===== Available data =====

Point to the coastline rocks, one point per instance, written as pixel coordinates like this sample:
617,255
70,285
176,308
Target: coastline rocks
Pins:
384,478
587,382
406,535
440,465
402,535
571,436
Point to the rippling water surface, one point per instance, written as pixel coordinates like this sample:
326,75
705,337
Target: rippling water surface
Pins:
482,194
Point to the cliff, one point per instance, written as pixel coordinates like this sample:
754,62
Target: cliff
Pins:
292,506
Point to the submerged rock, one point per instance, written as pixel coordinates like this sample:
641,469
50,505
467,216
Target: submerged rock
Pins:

=====

_Prompt_
Nothing is to be left out: set down all the records again exactly.

_Solution to the problem_
Point to the coastline rocks, one point per instance, written as pixel coordinates like this sample:
617,255
70,285
176,308
Target: coastline rocks
Pins:
384,478
587,382
406,535
440,465
402,535
571,436
Point to the rippling water surface, one point per instance, written as pixel coordinates like this sample:
326,75
705,337
Target: rippling water surface
Pins:
482,194
Point to the cliff, one point per instance, written as pixel coordinates like this sample:
754,62
Target: cliff
Pins:
292,506
Point to the submerged rock, one point per instance, written as pixel coordinates like this sample:
641,469
50,505
467,216
Target: submerged rock
Pins:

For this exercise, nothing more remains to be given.